1849年にアデレードでの咬症例が報告されており、1980年代にブリスベンに分布域が拡がった。成体(成虫)の体長は、頭胸部と腹部を含めて雌約1cm、雄薬0.4cmで、腹部背面に赤黄色
の縦すじ模様があり、腹部にはゴケグモ全般に見られる砂時計型の特有の赤色紋がある。
我が国には、セアカゴケグモ以外にハイイロゴケグモ、アオカビゴケグモ(ヤエヤマゴケグモ)、クロゴケグモの4種の分布が確認されている。1995年に大阪の湾岸地域で初めて確認された当時、セアカゴケグモは亜熱帯性のクモで日本では越冬できないと言われていた。
しかし、セアカゴケグモが多数分布しているサウスオーストラリア州の州都アデレード市(南緯34.92°東経138.60°)の年平均気温16.8℃は、大阪市(北緯34.68°東経135.50°)の15.4℃と大きな差はなく、セアカゴケグモは湿帯性のクモと考えられる。大阪湾岸で発見されたセアカゴケグモは、その後の数年で大阪湾の内陸部へ分布域を広げ、現在、近畿地方を中心に生息密度の高い地域が認められている。

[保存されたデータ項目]
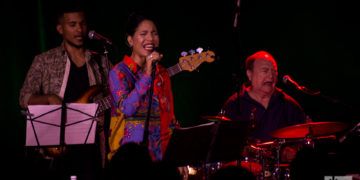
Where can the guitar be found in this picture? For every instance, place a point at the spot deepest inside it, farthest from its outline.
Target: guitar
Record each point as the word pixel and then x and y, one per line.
pixel 186 63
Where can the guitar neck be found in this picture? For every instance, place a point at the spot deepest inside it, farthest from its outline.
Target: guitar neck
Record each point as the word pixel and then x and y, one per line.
pixel 174 69
pixel 104 104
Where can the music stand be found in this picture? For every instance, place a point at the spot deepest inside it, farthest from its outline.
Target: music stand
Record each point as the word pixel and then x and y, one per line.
pixel 207 143
pixel 46 126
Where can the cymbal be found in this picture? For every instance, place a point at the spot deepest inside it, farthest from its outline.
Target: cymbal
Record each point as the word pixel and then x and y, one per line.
pixel 314 129
pixel 216 118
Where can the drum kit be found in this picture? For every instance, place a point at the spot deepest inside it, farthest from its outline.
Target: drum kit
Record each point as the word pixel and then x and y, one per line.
pixel 264 159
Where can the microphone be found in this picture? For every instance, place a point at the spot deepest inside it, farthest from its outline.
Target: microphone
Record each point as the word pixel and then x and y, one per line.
pixel 288 80
pixel 94 35
pixel 237 12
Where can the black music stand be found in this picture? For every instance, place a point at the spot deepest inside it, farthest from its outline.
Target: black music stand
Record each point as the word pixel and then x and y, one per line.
pixel 46 125
pixel 207 143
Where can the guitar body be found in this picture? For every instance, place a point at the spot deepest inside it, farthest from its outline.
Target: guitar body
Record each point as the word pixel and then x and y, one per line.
pixel 186 63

◆ **課題内容**
セアカゴケグモについての文章から、「1849年にアデレードでの咬」を含む箇所で始まり「越冬できないと言われていた。」で終わる部分を、そのまま引用しなさい。

◆ **結果**
1849年にアデレードでの咬症例が報告されており、1980年代にブリスベンに分布域が拡がった。成体(成虫)の体長は、頭胸部と腹部を含めて雌約1cm、雄薬0.4cmで、腹部背面に赤黄色
の縦すじ模様があり、腹部にはゴケグモ全般に見られる砂時計型の特有の赤色紋がある。
我が国には、セアカゴケグモ以外にハイイロゴケグモ、アオカビゴケグモ(ヤエヤマゴケグモ)、クロゴケグモの4種の分布が確認されている。1995年に大阪の湾岸地域で初めて確認された当時、セアカゴケグモは亜熱帯性のクモで日本では越冬できないと言われていた。